§ **TASK STATEMENT**
Could the records be returned exactly, with the pictures left out?

§ **Point localization data**
----
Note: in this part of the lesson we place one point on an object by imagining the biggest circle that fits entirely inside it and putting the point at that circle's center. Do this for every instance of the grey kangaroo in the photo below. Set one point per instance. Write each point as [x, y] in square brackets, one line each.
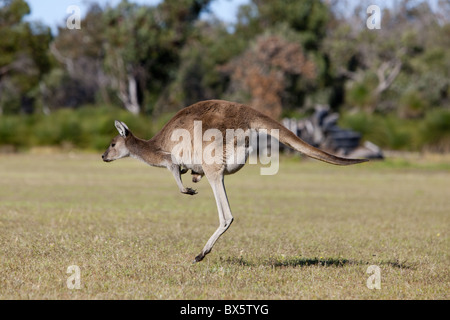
[213, 114]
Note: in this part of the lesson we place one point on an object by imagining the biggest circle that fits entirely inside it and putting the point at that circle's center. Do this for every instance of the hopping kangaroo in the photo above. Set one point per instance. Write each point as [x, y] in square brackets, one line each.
[220, 116]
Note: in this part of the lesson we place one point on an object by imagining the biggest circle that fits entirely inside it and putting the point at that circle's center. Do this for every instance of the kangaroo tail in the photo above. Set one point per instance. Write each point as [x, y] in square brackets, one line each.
[287, 137]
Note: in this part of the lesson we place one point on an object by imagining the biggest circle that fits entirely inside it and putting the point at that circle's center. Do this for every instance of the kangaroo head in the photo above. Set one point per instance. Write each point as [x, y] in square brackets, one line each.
[118, 148]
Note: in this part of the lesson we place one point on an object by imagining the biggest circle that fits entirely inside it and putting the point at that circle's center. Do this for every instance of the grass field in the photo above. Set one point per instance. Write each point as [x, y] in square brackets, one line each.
[309, 232]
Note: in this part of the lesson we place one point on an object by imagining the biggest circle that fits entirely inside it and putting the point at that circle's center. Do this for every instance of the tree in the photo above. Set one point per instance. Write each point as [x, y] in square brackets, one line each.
[23, 57]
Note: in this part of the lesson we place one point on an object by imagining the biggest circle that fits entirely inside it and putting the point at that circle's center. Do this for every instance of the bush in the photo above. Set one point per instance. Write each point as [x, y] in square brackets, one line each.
[84, 128]
[435, 131]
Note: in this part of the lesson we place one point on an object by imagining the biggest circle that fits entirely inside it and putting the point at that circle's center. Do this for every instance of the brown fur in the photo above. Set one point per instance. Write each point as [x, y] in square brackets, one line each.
[214, 114]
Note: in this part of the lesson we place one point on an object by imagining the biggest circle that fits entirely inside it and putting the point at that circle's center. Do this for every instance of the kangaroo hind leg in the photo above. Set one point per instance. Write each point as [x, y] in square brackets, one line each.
[216, 181]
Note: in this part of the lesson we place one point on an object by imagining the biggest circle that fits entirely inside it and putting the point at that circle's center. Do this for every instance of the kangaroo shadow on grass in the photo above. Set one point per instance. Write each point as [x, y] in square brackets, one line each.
[296, 261]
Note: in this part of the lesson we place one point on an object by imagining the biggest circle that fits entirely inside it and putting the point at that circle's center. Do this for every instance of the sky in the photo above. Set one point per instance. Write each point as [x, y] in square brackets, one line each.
[53, 12]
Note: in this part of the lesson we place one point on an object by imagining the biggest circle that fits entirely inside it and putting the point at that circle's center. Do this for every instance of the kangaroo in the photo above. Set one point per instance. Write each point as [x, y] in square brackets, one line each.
[213, 114]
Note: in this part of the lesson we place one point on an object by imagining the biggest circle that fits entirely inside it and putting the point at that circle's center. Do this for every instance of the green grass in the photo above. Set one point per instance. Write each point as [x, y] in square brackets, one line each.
[309, 232]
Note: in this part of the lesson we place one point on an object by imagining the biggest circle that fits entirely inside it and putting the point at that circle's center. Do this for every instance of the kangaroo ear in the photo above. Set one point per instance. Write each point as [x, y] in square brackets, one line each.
[122, 128]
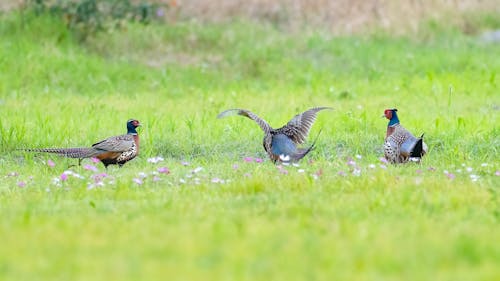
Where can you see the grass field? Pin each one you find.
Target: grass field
(208, 210)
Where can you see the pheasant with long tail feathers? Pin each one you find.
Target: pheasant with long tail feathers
(281, 144)
(400, 145)
(115, 150)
----
§ **RESPONSE TO THIS EXERCISE**
Note: in this part of the lesson we place one point on an object by imagining the biggest circle that fits entirely inside it and putting the point at that circle's center. Do this for every instance of the grey kangaroo in the photo below. Set one point per instance. Write each point as [x, y] in square brackets, one line each.
[213, 114]
Note: in this part of the lesson we place one point on an object by imagining the biggest circle that fits entirely inside it and putting the point at that circle's center. Do this for every instance of the hopping kangaroo in the photo above. Set one point per instance. Write each point as [x, y] in square brackets, one line each.
[220, 116]
Note: in this part of the lesson we place one point on an object by imagining the biggest circle that fits entirely inside it and putting the point at that circle's center. Do this for every instance of the kangaroo tail in the photo above. Set one point per instance. Write each point as [x, y] in square brackets, one line each.
[287, 137]
Note: in this part of the lesson we place one point on an object by imagining the biggest circle that fits entirely inside it and putting the point at that circle's center. Do this for every instance of the kangaroo head in the photo above. Set one point per instance. Write each point as [x, y] in square brackets, one line each.
[118, 148]
Note: in this part of the lesson we place one point on an object by imagining the biggest circle that fits entirely inside it and putting the point at that circle's center. Do this for every instance of the grass field in the photo above. Set one point per instance. Write each point as [x, y] in square brackets, one line each.
[309, 232]
Note: in this part of the lesson we place one point on an object by imagining the biggest circle that fits entirely inside it and putting the point at that circle's center. Do this for every instance of the tree in the photo above. Set one point per instance. Write each point as [x, y] in square brackets, one line each.
[23, 57]
Note: in this part of the lesson we place one point on an object by imagining the biggest circle that fits entirely inside it and putting the point at that circle's center. Do this for every instance of the bush in the photo above. Set one point per instance. Write each point as [x, y] in square brackets, one line each.
[84, 128]
[435, 131]
Note: in this part of the lesson we place one point on an object by imagining the biggest circle that fits entirely inside it and putting the point at that circle's center. Do this for every instance of the brown fur in the photo above. Set one point per instance. Write each point as [x, y] in square brackets, one line each.
[214, 114]
Note: in this part of the lesson we place one point on an object by imagining the biggest circle that fits entirely inside it and putting the point at that circle's center. Do this for every instance of the kangaroo hind leg in the photo above. Set one point per instance. Write each point as [x, y] in square brackets, one line each.
[216, 181]
Note: in this part of the lesson we place one point on an object by imagining the biggest circle that fits entirely inside it and putting the point at that circle's center. Do this for every instance of the kangaroo shadow on grass in the photo above. Set one point per instance. Write each point as [x, y] in square brackets, one line each.
[296, 261]
Note: in this part of the lesson we place one point on an object by imagining the biggest circle that fits entirely inside it and putting the point at that circle's center. Do this for every instance of the sky in the photo above. Set one point per instance. Write each point as [x, y] in square brackets, one line each.
[53, 12]
Note: in this part of the lesson we place one point on an object by imagining the biggest circle that fits entirely inside it and putting the point at that circle's center. Do this for every instance of the kangaroo in the photo above. Set one point per instance. Write each point as [x, y] in square brackets, one line each.
[213, 114]
Note: in this part of the lesson we place one point on an object by imagining the biggest circle that fits entirely inside it and putting the point at that circle's center. Do this for every instance of the green grass in the photo above. Set one point per instance. Write each point as [x, y] in square brackets, one line each.
[309, 232]
Note: in this part of the lesson we place one point on an object by imagining the biggest circle that fits entirely inside it and putting the point at that circle's center. Do this for every instance of the kangaroo ear in the photo above. Set one point per instance. Write each point as [x, y] in square brackets, one line each.
[122, 128]
Where can you see the grass field? Pin each one you find.
Target: grass field
(208, 210)
Where can you see the pheasant with long tail feathers? Pin each one you find.
Target: pheasant with long tail feathers
(281, 144)
(400, 145)
(115, 150)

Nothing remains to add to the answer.